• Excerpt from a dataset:

◆ ◆ ◆ ◆ ◆

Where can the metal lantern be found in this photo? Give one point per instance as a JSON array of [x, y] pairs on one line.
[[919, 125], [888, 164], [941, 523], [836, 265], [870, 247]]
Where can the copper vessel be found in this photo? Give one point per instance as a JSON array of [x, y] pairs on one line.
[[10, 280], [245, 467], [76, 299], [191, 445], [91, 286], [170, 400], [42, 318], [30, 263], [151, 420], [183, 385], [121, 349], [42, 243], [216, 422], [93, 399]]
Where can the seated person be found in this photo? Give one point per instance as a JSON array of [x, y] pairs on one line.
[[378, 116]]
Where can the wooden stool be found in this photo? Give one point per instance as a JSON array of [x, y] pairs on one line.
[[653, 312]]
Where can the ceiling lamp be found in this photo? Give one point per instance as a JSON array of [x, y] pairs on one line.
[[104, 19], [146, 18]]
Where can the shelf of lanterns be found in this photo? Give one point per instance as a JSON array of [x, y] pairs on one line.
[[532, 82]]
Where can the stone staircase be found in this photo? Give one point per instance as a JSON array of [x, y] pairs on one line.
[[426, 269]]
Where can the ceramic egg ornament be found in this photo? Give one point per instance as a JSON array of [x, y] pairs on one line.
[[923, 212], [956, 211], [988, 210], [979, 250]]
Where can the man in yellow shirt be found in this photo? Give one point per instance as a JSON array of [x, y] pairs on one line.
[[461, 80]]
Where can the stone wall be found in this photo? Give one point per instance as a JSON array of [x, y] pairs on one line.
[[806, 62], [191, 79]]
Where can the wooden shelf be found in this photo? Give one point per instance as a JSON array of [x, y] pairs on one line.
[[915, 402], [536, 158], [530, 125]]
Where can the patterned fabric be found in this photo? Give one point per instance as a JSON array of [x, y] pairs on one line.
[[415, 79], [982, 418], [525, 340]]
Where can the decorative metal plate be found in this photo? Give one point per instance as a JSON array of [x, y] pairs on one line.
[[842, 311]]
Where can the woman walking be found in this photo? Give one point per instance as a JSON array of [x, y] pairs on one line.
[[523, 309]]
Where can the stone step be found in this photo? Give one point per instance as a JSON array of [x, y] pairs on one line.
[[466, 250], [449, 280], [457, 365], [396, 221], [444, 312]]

◆ ◆ ◆ ◆ ◆

• Task directions: Edit the material above by changing "copper vessel" to "brass pot", and reproduce every line with nothing else altered.

• Right answer:
Where can the metal lantern be found in this photo? Give one point per instance as a JSON array of [x, y] pairs on one line.
[[919, 125], [888, 164], [941, 523], [836, 265], [870, 247]]
Where can the brass pot be found in this photo? Give one point per instance as a JSON array of [x, y] pairs on one line.
[[10, 280], [245, 467], [76, 299], [191, 445], [91, 286], [170, 400], [42, 318], [30, 263], [151, 420], [183, 385], [121, 349], [42, 243], [216, 422], [93, 399]]
Where can the seated person be found in this photo? Give one point per instance as a JSON array of [x, y] pairs on one line.
[[378, 116]]
Where can the wooden stool be found in this photo? Give one point per instance as a JSON array of [x, y] pairs on one line.
[[653, 312]]
Where can the ceiling lamp be found in this photo? Give one point per instance as a JSON array of [x, y] pairs on one line.
[[104, 19], [146, 18]]
Where can the shelf of lanterns be found in this photo? Give one point per instance as a JSON array of [x, y] pairs on one line.
[[532, 82]]
Where can the stone staircase be found in this photo? Give one point per instance as a JSON array of [x, y] pairs on one line.
[[426, 269]]
Where can the ceramic egg ornament be found in this photo? Give one point per instance as a JSON array of [x, y] pairs on one line.
[[923, 212], [956, 211], [988, 210], [979, 250]]
Where can the man in yellow shirt be found in this photo? Give one point per instance as a JSON array of [x, y] pairs on one line.
[[461, 80]]
Where can the stone wall be found in this photo? Give one point per instance as a JSON array of [x, y] pairs on one line.
[[806, 62], [191, 79]]
Where can the wooden shelf be found in this photo? Give one point per instance as a JSON array of [x, y] pairs on one line.
[[915, 402], [536, 158], [530, 125]]
Where can the patterned fabric be found in this photo? Give one point per instance as a JSON array of [x, y] pairs on one line.
[[415, 79], [982, 418], [525, 340]]
Where can the decorative metal plate be found in this photo? Give one point per instance as a JSON array of [x, y] pairs on one line.
[[842, 311]]
Where can the woman walking be found in this photo? Give one point per instance as a JSON array of [x, y] pairs on one line.
[[523, 309]]
Where can the stone step be found in this photo? Give one point per instance as a JSON array of [x, y] pairs on one line.
[[466, 250], [449, 280], [457, 365], [396, 221], [444, 312]]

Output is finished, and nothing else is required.